* **Task instructions**: Only the lines from the start of the entries through the line with "Reviewer note: every instance of the hood" are wanted; please output them exactly.

(Saved data entries)
#####

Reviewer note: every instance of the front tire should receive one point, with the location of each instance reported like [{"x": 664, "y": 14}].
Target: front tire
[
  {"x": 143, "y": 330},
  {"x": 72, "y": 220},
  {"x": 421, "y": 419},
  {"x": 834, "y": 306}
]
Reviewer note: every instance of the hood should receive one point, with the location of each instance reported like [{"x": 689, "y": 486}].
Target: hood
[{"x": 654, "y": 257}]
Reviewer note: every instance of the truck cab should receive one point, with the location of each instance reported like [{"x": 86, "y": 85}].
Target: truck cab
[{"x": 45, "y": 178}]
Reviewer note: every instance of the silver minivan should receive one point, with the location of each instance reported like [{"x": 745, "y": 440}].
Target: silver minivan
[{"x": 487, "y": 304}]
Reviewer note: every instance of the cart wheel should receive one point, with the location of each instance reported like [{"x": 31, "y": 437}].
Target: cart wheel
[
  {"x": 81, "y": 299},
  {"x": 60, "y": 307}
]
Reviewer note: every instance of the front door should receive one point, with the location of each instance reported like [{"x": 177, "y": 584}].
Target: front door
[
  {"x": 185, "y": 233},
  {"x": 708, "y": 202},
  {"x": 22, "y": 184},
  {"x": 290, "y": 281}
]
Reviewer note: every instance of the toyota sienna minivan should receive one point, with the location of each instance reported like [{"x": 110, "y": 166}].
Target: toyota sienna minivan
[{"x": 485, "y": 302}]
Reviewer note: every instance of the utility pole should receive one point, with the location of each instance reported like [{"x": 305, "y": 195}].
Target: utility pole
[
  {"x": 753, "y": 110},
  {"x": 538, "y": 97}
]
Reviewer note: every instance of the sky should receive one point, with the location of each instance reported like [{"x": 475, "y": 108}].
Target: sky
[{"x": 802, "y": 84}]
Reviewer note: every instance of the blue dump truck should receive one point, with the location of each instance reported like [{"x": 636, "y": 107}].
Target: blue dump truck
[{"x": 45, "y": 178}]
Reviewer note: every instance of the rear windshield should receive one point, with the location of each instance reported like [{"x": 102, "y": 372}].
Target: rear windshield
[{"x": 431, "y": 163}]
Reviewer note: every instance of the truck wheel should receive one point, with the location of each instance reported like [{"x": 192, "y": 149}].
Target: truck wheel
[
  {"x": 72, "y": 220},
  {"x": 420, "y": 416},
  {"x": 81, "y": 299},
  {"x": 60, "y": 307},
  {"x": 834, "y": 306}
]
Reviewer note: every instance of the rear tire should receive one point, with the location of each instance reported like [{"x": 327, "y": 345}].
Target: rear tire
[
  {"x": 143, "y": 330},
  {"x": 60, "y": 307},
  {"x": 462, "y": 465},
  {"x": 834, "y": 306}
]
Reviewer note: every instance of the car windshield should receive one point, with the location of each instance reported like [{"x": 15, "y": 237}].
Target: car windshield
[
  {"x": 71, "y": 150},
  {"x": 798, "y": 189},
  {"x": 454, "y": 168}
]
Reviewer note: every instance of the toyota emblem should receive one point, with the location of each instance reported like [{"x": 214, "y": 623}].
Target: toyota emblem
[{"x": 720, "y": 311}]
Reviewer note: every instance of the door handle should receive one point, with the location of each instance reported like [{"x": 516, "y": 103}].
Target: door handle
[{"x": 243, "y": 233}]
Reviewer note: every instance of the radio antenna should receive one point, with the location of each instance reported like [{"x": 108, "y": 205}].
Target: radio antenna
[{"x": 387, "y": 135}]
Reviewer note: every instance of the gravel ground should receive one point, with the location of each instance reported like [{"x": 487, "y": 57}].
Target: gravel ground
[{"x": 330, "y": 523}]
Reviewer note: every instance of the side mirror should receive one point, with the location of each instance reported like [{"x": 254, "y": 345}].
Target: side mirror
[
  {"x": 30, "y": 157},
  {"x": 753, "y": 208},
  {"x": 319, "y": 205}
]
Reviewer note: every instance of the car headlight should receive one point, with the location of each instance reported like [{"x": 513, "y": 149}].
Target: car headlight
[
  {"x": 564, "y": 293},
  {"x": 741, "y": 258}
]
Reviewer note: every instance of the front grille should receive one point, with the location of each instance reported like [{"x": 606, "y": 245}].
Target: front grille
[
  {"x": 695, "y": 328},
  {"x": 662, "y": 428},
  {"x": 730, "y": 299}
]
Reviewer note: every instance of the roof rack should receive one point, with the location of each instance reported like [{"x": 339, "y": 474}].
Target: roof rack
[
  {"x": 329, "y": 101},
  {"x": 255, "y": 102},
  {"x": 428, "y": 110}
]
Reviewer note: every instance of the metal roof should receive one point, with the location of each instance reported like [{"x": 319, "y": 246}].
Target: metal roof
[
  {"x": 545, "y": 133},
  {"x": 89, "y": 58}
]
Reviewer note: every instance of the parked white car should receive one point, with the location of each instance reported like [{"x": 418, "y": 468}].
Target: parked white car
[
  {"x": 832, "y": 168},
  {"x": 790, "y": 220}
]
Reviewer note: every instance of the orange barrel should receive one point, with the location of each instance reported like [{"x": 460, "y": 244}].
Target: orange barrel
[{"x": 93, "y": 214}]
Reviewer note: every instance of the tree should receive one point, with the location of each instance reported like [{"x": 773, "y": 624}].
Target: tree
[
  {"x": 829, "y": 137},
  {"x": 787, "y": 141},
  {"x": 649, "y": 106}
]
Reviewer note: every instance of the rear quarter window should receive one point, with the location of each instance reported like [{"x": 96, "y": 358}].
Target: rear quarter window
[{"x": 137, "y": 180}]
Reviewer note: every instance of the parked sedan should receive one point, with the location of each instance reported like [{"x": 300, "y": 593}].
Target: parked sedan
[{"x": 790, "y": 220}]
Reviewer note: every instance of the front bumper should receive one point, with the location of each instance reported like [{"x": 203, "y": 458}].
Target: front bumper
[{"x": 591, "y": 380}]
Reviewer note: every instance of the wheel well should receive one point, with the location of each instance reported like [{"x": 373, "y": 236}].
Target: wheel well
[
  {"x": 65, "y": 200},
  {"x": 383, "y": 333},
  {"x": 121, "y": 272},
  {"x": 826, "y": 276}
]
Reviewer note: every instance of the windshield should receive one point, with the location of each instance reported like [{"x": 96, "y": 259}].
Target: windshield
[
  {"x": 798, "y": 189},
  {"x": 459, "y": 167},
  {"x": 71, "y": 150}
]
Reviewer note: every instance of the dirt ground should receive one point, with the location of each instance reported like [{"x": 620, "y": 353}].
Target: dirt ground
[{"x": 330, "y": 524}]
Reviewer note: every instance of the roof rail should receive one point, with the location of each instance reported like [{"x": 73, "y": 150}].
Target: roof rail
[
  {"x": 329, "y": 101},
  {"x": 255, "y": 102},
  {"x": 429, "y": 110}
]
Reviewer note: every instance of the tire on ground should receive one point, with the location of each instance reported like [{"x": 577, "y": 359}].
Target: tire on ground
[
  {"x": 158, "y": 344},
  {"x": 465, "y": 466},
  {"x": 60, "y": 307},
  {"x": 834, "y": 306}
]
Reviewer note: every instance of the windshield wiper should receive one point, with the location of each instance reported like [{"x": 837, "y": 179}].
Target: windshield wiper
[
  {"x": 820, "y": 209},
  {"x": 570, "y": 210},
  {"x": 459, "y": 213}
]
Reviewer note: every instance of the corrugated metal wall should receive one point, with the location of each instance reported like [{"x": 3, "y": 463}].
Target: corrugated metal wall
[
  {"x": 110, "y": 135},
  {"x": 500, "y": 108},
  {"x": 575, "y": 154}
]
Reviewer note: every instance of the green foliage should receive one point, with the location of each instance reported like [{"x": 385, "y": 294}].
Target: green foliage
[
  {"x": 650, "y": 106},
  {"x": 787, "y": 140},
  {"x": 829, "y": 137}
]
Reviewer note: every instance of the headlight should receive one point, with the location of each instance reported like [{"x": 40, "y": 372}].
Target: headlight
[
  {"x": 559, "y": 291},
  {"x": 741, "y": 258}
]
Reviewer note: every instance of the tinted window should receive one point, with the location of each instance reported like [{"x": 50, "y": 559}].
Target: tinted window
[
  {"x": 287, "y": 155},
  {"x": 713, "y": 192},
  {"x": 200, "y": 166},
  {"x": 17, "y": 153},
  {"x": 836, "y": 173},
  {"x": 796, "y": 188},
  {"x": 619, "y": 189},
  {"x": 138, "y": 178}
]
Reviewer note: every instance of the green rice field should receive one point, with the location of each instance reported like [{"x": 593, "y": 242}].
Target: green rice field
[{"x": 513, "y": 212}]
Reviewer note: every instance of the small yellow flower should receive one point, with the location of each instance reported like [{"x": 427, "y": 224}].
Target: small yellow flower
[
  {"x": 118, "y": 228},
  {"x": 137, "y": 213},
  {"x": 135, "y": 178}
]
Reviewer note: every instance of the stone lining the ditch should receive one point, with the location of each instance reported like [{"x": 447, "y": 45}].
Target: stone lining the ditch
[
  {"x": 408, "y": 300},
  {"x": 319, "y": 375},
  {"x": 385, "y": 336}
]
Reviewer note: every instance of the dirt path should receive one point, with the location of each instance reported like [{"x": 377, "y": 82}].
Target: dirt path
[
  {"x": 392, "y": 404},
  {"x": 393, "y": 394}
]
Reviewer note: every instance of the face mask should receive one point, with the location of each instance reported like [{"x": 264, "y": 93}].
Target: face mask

#####

* **Answer area**:
Reviewer note: every instance of the front tire should receive one point, with the location of each instance reported like [{"x": 664, "y": 14}].
Target: front tire
[
  {"x": 143, "y": 330},
  {"x": 72, "y": 220},
  {"x": 421, "y": 419},
  {"x": 834, "y": 306}
]
Reviewer note: every instance of the hood should receive one point, with the location of each instance reported like [{"x": 689, "y": 486}].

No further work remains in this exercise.